◆ **Exercise prompt**: Reproduce every line of the listing below word for word, leaving out the pictures.
## begin Excerpted data
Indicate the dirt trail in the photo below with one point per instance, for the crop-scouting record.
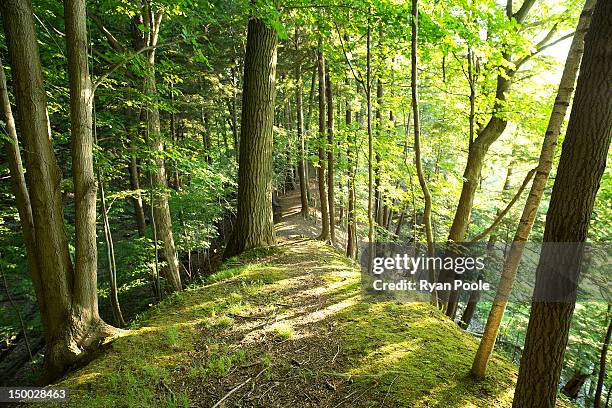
(293, 226)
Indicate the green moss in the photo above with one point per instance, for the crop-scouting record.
(408, 354)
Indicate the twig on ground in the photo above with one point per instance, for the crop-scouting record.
(236, 388)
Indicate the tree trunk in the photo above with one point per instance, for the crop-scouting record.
(582, 163)
(330, 158)
(67, 300)
(417, 146)
(161, 208)
(254, 225)
(564, 94)
(602, 364)
(368, 89)
(300, 132)
(351, 151)
(110, 255)
(325, 232)
(574, 384)
(378, 198)
(18, 181)
(81, 109)
(206, 137)
(136, 195)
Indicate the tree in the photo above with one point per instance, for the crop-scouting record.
(325, 227)
(417, 142)
(511, 263)
(582, 163)
(254, 226)
(147, 39)
(330, 157)
(67, 297)
(18, 181)
(602, 363)
(299, 106)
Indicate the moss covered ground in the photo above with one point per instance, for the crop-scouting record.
(289, 327)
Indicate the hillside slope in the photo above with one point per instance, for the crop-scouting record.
(289, 327)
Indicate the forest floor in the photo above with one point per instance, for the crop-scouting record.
(289, 327)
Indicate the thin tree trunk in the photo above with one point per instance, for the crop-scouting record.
(18, 181)
(417, 146)
(512, 260)
(325, 231)
(300, 131)
(581, 166)
(67, 298)
(254, 223)
(479, 147)
(370, 144)
(602, 363)
(81, 109)
(572, 388)
(351, 236)
(110, 254)
(136, 195)
(378, 198)
(161, 208)
(330, 157)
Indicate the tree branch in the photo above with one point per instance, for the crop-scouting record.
(502, 214)
(127, 59)
(357, 75)
(112, 40)
(521, 14)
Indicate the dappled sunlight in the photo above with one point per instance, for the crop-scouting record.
(289, 315)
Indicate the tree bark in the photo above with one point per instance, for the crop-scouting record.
(325, 230)
(582, 163)
(330, 158)
(417, 145)
(602, 363)
(299, 107)
(136, 194)
(511, 263)
(378, 198)
(18, 181)
(574, 384)
(351, 151)
(161, 208)
(254, 225)
(67, 299)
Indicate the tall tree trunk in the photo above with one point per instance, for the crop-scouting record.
(325, 232)
(512, 260)
(18, 182)
(161, 208)
(351, 151)
(378, 198)
(81, 109)
(572, 387)
(602, 363)
(300, 131)
(582, 163)
(234, 114)
(206, 137)
(330, 157)
(479, 147)
(368, 88)
(254, 226)
(67, 300)
(136, 195)
(417, 145)
(110, 255)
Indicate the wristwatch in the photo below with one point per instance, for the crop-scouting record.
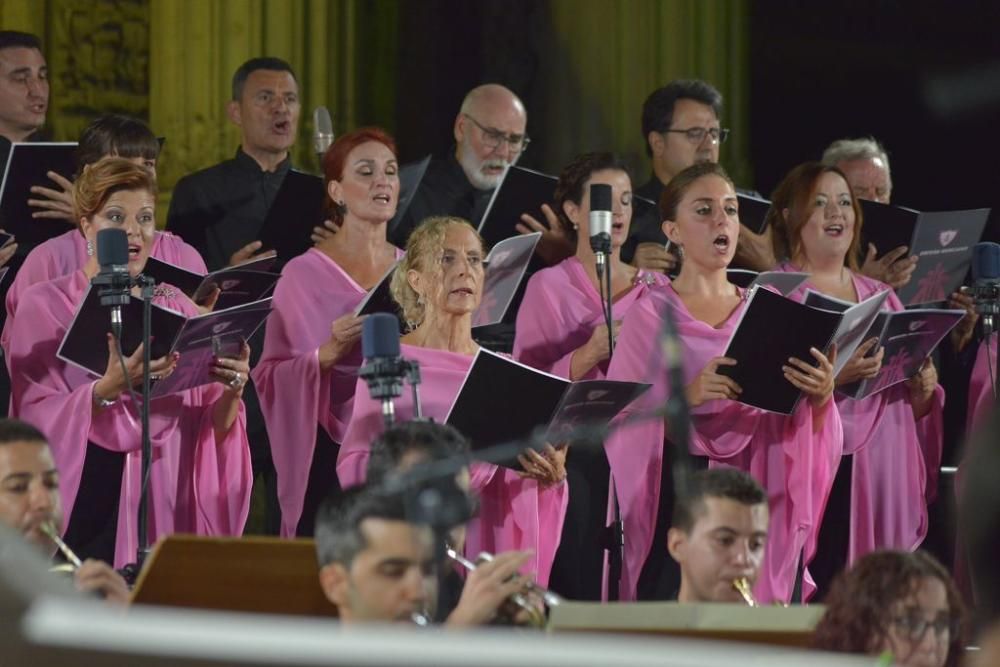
(101, 402)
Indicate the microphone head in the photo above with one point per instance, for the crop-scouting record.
(112, 248)
(322, 129)
(600, 197)
(380, 336)
(986, 262)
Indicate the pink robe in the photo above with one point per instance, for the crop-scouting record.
(792, 461)
(66, 253)
(896, 459)
(198, 485)
(560, 311)
(295, 395)
(514, 513)
(981, 385)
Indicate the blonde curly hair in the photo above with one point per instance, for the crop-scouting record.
(424, 244)
(103, 178)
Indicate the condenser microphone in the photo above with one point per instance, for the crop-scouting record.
(600, 223)
(384, 368)
(985, 289)
(322, 131)
(113, 280)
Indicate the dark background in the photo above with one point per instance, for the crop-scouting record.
(922, 77)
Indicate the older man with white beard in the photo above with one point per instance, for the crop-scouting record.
(490, 136)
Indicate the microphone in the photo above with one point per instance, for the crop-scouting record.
(322, 131)
(985, 288)
(384, 368)
(113, 280)
(600, 223)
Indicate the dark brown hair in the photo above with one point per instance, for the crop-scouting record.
(678, 186)
(795, 194)
(114, 134)
(574, 176)
(859, 605)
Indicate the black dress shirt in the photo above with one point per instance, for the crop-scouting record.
(220, 209)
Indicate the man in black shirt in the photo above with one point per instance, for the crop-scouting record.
(221, 210)
(24, 99)
(489, 136)
(24, 89)
(680, 124)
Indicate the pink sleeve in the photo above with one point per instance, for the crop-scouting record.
(222, 473)
(930, 433)
(635, 447)
(812, 455)
(288, 382)
(515, 513)
(172, 248)
(540, 336)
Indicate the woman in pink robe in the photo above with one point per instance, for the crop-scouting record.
(794, 457)
(200, 476)
(561, 329)
(893, 437)
(981, 398)
(439, 285)
(306, 376)
(110, 135)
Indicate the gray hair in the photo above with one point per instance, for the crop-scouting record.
(862, 148)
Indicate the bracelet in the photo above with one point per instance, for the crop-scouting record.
(101, 402)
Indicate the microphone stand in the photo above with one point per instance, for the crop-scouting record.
(147, 286)
(616, 546)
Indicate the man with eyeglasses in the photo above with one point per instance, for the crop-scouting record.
(490, 136)
(680, 124)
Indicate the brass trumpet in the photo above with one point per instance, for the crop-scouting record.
(74, 563)
(537, 615)
(742, 587)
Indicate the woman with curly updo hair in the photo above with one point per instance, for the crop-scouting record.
(306, 375)
(200, 476)
(561, 329)
(897, 602)
(439, 284)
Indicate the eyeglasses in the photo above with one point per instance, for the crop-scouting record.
(493, 137)
(915, 627)
(696, 135)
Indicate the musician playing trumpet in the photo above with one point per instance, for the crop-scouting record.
(718, 536)
(29, 503)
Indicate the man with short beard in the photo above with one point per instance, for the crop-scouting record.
(489, 135)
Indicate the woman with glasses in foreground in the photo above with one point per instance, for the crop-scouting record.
(895, 602)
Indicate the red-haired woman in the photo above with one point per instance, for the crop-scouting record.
(307, 373)
(895, 602)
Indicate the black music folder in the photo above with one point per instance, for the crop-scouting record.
(773, 328)
(297, 208)
(238, 285)
(908, 336)
(197, 339)
(941, 240)
(785, 282)
(28, 166)
(753, 212)
(503, 400)
(410, 177)
(521, 191)
(505, 268)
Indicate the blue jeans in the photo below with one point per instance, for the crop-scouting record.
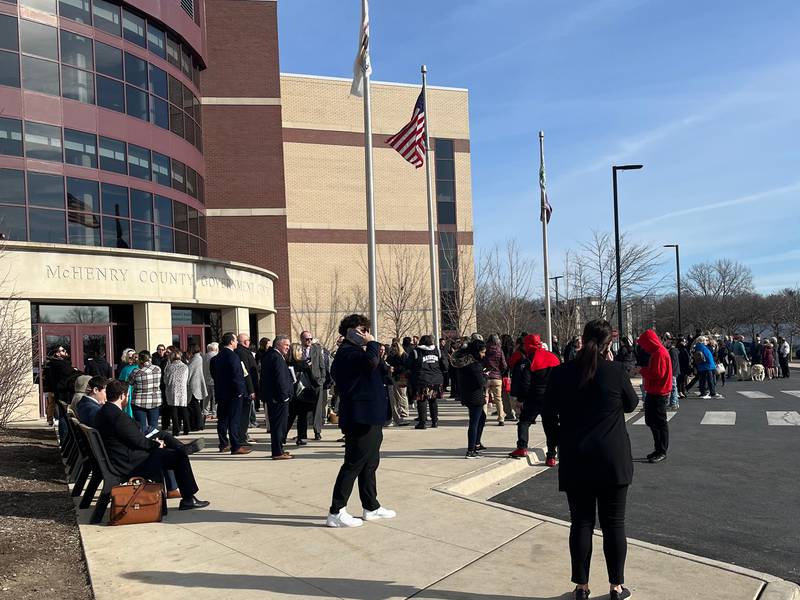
(673, 396)
(477, 419)
(147, 418)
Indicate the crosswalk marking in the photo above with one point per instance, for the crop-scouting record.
(719, 417)
(754, 394)
(641, 421)
(782, 417)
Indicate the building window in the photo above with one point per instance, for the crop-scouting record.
(9, 69)
(43, 142)
(156, 40)
(109, 60)
(161, 172)
(83, 195)
(112, 155)
(47, 226)
(80, 148)
(76, 50)
(12, 187)
(137, 102)
(77, 85)
(39, 40)
(106, 17)
(45, 190)
(139, 162)
(9, 37)
(110, 94)
(10, 136)
(76, 10)
(142, 206)
(115, 200)
(133, 28)
(40, 76)
(135, 71)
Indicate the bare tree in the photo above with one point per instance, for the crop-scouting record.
(458, 303)
(593, 273)
(504, 291)
(719, 280)
(402, 289)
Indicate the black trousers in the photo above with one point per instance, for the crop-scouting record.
(655, 417)
(277, 413)
(422, 410)
(229, 414)
(362, 447)
(162, 459)
(609, 503)
(178, 417)
(299, 410)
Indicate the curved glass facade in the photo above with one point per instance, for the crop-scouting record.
(115, 59)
## end Excerpted data
◆ **Response to this exercise**:
Indicate the dirt trail in the photo below with one point per instance, for the crop-scouting record.
(293, 226)
Indicate the green moss in the photo above with one point per instance, for the crop-scouting record.
(408, 354)
Indicate the twig on ground in the photo above with one point per instance, for the crop-scouting record.
(236, 388)
Indicate the tree trunk in the photo above with one point per instance, for the crop-scouting record.
(582, 163)
(330, 158)
(67, 300)
(417, 146)
(161, 208)
(254, 225)
(564, 94)
(602, 364)
(368, 89)
(300, 132)
(351, 151)
(110, 255)
(325, 232)
(574, 384)
(378, 198)
(18, 181)
(81, 109)
(206, 137)
(136, 195)
Indicate the tree in the photo above with one point per instance, for the crop-scouting record.
(325, 227)
(417, 142)
(511, 263)
(582, 163)
(254, 226)
(147, 39)
(330, 157)
(67, 297)
(18, 181)
(602, 363)
(299, 106)
Indicate the moss covered ground in the photo above with one point per instance, for the crop-scouting record.
(289, 327)
Indicate the hillside slope in the photo above with one point per instance, for the crop-scouting record.
(289, 327)
Indicate the forest floor in the photo above with one point per instance, for the crop-scouting record.
(289, 327)
Indicate the thin tree trunk in the photo above with one point per instance, for the crop-scouting record.
(18, 181)
(417, 146)
(512, 260)
(325, 231)
(300, 131)
(581, 166)
(67, 298)
(254, 223)
(479, 147)
(370, 144)
(602, 363)
(81, 109)
(572, 388)
(351, 236)
(110, 254)
(136, 195)
(378, 198)
(161, 208)
(330, 157)
Indicate the tree branch in the photo above with one point per instance, for the crop-scouting record.
(502, 214)
(127, 59)
(357, 75)
(112, 40)
(521, 14)
Indicate the dappled sunlight in the photo above with one point per instance, for the crop-scouting record.
(289, 315)
Indicate the tree bark in the photo above with one point per instance, for the crop-scouting record.
(325, 230)
(582, 163)
(330, 158)
(417, 145)
(602, 363)
(299, 107)
(136, 194)
(511, 263)
(378, 198)
(18, 181)
(574, 384)
(351, 151)
(161, 208)
(254, 225)
(67, 299)
Indicate the tall tree trunk in the photo above with one point per instance, for the crop-scouting record.
(325, 232)
(512, 260)
(18, 182)
(161, 208)
(351, 151)
(378, 198)
(81, 109)
(572, 387)
(602, 363)
(300, 131)
(582, 163)
(234, 114)
(206, 137)
(330, 157)
(479, 147)
(368, 88)
(254, 226)
(67, 300)
(136, 195)
(417, 145)
(110, 255)
Indicate the wristwatch in the photo below with one point per instance, for the crop-scouting record.
(101, 402)
Indicate the microphone head in the photo above with one point per instance, for the crop-scouting record.
(112, 248)
(322, 129)
(600, 197)
(380, 336)
(986, 262)
Indicate the pink robe in the photo above with one point per instance, for the crop-scouting record.
(792, 461)
(66, 253)
(896, 459)
(198, 485)
(560, 311)
(295, 395)
(514, 513)
(981, 385)
Indicate the blonde curly hair in the photo above with one point per instance, for the crop-scouting record.
(424, 244)
(103, 178)
Indicate the condenser microphone in the photo above with one point per instance, for the crop-scouting record.
(600, 223)
(384, 368)
(985, 289)
(322, 131)
(113, 280)
Indicate the dark background in the photo above with one point per instance, for the crop-scouting record.
(922, 77)
Indicate the older man with white beard in the photo above with one point per instance, for the crop-scouting record.
(490, 136)
Indicate the microphone in the photo above with one point per instance, for the crop-scouting record.
(322, 131)
(985, 288)
(384, 368)
(113, 280)
(600, 223)
Indicate the dark brown hair in the photo above with one point per instance, for the crop-scouting record.
(678, 186)
(795, 194)
(114, 134)
(574, 176)
(859, 605)
Indicate the black dress shirt in the photo above with one point per instance, for the crop-scouting record.
(220, 209)
Indicate the man in black shirt in the photo above with one point per instance, for the crop-scouting record.
(221, 210)
(24, 99)
(489, 136)
(24, 89)
(680, 124)
Indicate the pink sleeve in the photo above with one point per instance, for the crop-scouting record.
(222, 473)
(930, 433)
(635, 447)
(812, 455)
(288, 382)
(515, 513)
(172, 248)
(540, 336)
Indicate the woman in pink robe in the photo above with one point per instance, for the crop-scouting record.
(794, 457)
(200, 476)
(561, 329)
(893, 437)
(981, 398)
(439, 285)
(306, 376)
(110, 135)
Indicate the gray hair in the photo above with one point per instance, for the crop-scouting record.
(862, 148)
Indicate the bracelet in the photo above with one point per instance, for the crop-scouting record.
(101, 402)
Indicate the microphone stand in the photo above with one point per instance, for the crop-scouting record.
(147, 286)
(616, 546)
Indicate the man with eyeglasses in the photo above with one point per instance, for the crop-scouting record.
(490, 136)
(680, 124)
Indicate the brass trumpet in the photo above with one point per instance, for the crop-scouting record.
(74, 563)
(537, 615)
(742, 587)
Indicate the woman with curly updo hair in the photo above with one point per instance, for the crop-scouting record.
(306, 375)
(200, 476)
(561, 329)
(897, 602)
(439, 284)
Indicate the eyeglasses in the photo above with one point per instance, for the crop-scouting record.
(493, 137)
(915, 627)
(696, 135)
Indicate the musician playing trumpet in the photo above with one point per instance, for the crop-scouting record.
(718, 536)
(29, 503)
Indicate the man with short beard in the photo above with one point per instance, for the crop-scouting record.
(489, 135)
Indicate the woman with glasses in foreground in the photo above with one point per instance, for the crop-scouting record.
(895, 602)
Indicate the red-haired woman in the photo above with one point per instance, for the crop-scouting record.
(307, 373)
(895, 602)
Indicate the black music folder in the photo above with one point per instance, for the crop-scouting record.
(773, 328)
(297, 208)
(238, 285)
(908, 336)
(197, 339)
(941, 240)
(785, 282)
(28, 166)
(753, 212)
(503, 400)
(410, 177)
(521, 191)
(505, 268)
Indicate the blue jeans in the photo below with one point per instance, for the crop-scouting record.
(673, 396)
(477, 419)
(147, 418)
Indicate the crosswalk marking in the photo above with one point per instance, for the crop-scouting record.
(719, 417)
(754, 394)
(641, 421)
(782, 417)
Indicate the building window in the photo above with one point per instance, for the crop-scouting record.
(9, 69)
(43, 142)
(156, 40)
(109, 60)
(161, 172)
(83, 195)
(112, 155)
(47, 226)
(80, 148)
(76, 50)
(12, 187)
(137, 102)
(77, 85)
(39, 40)
(106, 17)
(45, 190)
(139, 162)
(9, 37)
(110, 94)
(10, 136)
(76, 10)
(142, 206)
(115, 200)
(133, 28)
(40, 76)
(135, 71)
Indicate the bare tree in the photo above with one point per instance, for the crop-scouting record.
(458, 303)
(593, 273)
(504, 291)
(719, 280)
(402, 289)
Indicate the black trousers in the photo above with one point per instance, for the crop-scouting record.
(655, 417)
(277, 413)
(422, 410)
(229, 414)
(362, 447)
(162, 459)
(609, 503)
(178, 417)
(299, 410)
Indicate the curved glass facade in the photo above with one point per instance, for the crop-scouting record.
(115, 59)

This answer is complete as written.